• _Task list_:
(A) Quote the passage of the Vanya Mirzoyan biography starting at "Academic work" and ending at "1948) Armenian scientist-mathematician.".
(B) What positions did Mirzoyan hold at National Polytechnic University of Armenia, according to the Vanya Mirzoyan biography? List all of them.

- Born: July 5, 1948 (age 76) Mountainous Jagir Village, Shamkhor, Artsakh

Academic work
- Discipline: Science
- Institutions: National Polytechnic University of Armenia

= Vanya Mirzoyan =

Vanya Mirzoyan (Վանյա Միրզոյան, born 5 July 1948) Armenian scientist-mathematician.

== Biography ==
V.A. Mirzoyan was born in Mountainous Jagir, an Armenian Village located in Shamkhor District of Artsakh. His father, Aleksandr Ghazar Mirzoyan, was a teacher of Geography and Astronomy at the Secondary School of Mountainous Jagir, mother - Arshaluys Sergey Harutyunyan was an employee. From 1964 to 1968 he studied at Yerevan Technical College of Electronic Computers. In 1967 graduated from Yerevan Secondary Correspondence School 3 and was admitted to Yerevan State University, Department of Mechanics and Mathematics, which he graduated in 1972. From 1972 to 1974 he served in the Soviet Army as an officer. From October 1975 to October 1978 he pursued his targeted postgraduate studies at the University of Tartu, Estonia, with a degree in “Geometry and Topology” under scientific supervision of Doctor of Physical and Mathematical sciences, member of the Estonian Academy of Sciences, professor Ülo G. Lumiste. From 1979 to 1981 he worked as a professor of the Algebra and Geometry Department at Armenian State Pedagogical University named after Khachatur Abovian. Since 1981, he has been a staff member of National Polytechnic University of Armenia (Yerevan), held the positions of Assistant, Associate Professor, Professor, Head of Department.

• _Information shown_:
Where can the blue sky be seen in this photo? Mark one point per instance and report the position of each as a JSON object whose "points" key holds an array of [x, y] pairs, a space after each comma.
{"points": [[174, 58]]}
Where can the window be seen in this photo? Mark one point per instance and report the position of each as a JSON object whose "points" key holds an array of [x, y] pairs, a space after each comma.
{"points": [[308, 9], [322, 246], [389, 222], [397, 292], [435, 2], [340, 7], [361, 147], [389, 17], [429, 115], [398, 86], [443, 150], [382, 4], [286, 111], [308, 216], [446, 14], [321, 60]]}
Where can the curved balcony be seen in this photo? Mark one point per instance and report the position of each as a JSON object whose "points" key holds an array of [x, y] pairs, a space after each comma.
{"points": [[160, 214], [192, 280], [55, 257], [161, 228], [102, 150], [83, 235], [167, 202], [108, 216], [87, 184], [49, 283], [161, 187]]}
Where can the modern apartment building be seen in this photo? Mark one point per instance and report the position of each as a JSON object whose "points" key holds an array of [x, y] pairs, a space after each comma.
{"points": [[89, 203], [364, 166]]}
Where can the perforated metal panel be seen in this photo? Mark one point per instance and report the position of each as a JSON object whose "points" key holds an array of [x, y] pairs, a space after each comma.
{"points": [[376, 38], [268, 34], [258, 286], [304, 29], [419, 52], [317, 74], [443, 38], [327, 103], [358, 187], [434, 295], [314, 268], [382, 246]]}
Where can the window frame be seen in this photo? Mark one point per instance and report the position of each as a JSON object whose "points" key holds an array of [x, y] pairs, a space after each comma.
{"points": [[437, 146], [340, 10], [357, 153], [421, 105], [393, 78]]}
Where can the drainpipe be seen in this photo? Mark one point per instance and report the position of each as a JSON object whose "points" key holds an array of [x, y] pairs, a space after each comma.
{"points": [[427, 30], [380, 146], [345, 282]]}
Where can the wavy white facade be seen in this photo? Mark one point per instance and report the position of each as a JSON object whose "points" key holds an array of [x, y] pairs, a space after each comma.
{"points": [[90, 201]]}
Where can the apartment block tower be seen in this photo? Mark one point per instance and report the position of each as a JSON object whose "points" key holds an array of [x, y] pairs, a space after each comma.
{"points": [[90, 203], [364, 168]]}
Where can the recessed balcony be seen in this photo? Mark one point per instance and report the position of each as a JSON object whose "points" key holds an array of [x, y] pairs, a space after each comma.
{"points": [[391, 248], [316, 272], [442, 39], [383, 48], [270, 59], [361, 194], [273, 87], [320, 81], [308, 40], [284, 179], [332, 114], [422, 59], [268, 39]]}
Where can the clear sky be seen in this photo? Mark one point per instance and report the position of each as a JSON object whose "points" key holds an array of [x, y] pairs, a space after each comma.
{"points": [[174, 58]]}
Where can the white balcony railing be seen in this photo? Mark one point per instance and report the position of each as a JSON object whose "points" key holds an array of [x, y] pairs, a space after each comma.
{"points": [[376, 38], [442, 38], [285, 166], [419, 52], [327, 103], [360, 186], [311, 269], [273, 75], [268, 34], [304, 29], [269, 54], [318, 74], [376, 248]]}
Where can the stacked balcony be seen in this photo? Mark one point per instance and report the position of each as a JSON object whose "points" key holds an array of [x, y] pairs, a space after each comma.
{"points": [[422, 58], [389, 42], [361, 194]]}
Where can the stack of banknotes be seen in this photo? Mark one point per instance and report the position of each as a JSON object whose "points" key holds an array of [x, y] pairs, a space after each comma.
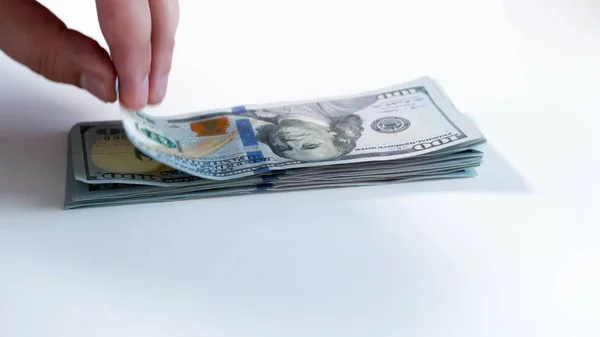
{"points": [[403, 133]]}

==

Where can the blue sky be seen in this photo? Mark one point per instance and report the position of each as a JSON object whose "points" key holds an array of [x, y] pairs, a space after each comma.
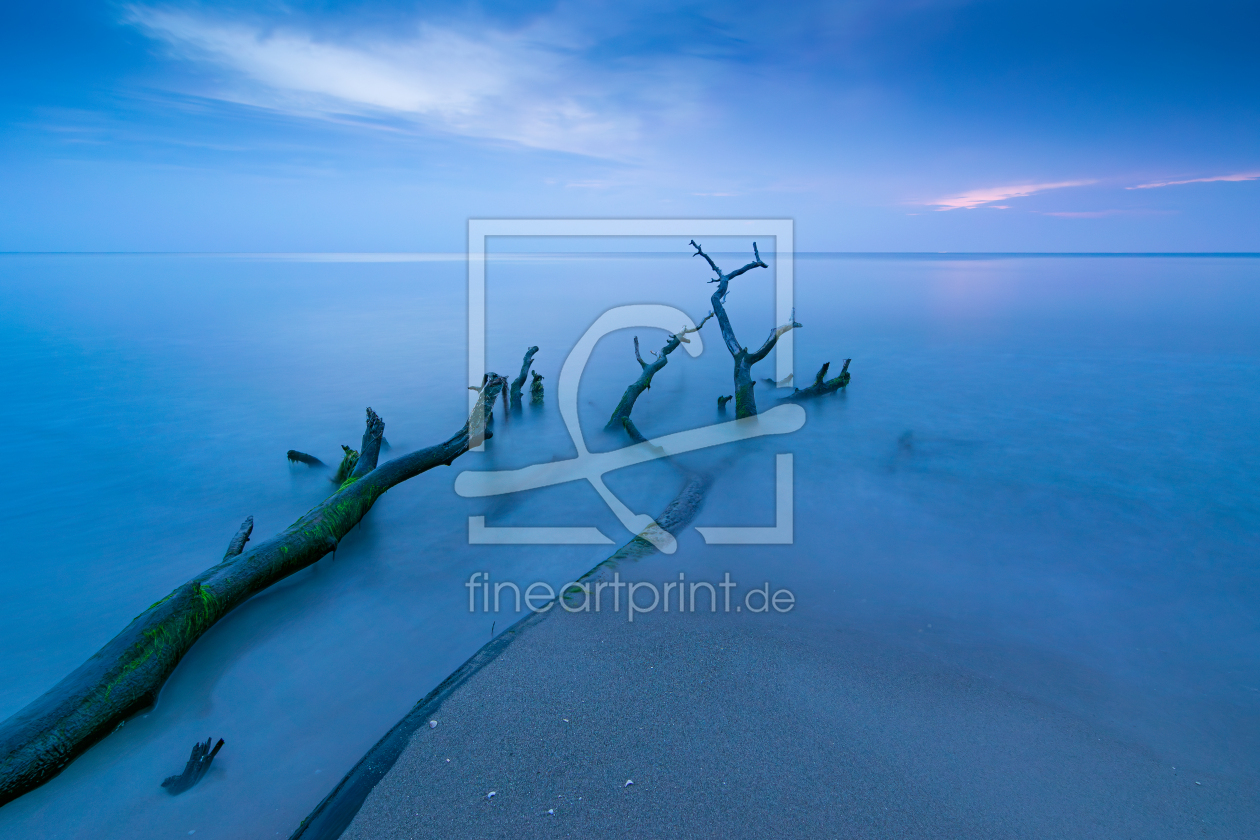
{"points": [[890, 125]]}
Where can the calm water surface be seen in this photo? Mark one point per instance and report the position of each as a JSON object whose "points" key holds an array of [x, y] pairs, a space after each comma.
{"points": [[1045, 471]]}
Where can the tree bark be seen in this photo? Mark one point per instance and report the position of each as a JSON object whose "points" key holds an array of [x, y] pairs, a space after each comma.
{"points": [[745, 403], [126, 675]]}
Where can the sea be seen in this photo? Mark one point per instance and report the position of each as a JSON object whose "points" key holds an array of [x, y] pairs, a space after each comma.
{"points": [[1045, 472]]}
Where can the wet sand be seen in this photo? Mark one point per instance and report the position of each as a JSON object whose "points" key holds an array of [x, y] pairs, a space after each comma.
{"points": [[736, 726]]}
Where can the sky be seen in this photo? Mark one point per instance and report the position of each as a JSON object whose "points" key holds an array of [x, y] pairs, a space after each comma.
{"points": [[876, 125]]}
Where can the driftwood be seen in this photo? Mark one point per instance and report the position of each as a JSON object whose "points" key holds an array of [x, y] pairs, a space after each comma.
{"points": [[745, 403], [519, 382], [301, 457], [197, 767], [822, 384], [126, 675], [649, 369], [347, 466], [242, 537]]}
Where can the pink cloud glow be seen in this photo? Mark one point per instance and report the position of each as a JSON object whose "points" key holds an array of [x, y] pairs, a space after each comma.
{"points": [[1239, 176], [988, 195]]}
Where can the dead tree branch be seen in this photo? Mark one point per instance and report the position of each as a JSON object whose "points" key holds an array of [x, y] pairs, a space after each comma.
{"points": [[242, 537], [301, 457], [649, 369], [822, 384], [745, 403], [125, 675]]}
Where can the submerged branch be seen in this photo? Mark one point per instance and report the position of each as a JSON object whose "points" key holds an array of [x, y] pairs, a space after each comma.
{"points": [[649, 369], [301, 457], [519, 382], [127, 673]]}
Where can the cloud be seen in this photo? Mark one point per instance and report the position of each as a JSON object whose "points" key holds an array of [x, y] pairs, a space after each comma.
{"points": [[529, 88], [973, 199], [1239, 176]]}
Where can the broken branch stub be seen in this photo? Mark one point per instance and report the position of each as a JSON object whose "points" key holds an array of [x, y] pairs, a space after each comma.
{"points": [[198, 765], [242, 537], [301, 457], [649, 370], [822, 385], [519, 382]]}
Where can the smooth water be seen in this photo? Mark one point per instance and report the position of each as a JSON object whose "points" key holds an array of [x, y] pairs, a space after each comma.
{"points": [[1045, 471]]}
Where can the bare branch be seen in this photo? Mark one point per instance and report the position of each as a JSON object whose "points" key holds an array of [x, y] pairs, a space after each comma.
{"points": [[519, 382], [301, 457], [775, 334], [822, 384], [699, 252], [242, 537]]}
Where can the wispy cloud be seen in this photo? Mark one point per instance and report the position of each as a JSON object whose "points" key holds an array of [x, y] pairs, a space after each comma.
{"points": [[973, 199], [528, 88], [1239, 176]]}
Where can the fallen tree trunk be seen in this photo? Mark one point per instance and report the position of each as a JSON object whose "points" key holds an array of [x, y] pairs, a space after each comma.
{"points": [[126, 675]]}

• _Outputs in order_:
(A)
Academic work
- Discipline: Science
- Institutions: National Polytechnic University of Armenia

= Vanya Mirzoyan =

Vanya Mirzoyan (Վանյա Միրզոյան, born 5 July 1948) Armenian scientist-mathematician.

(B)
- Assistant
- Associate Professor
- Professor
- Head of Department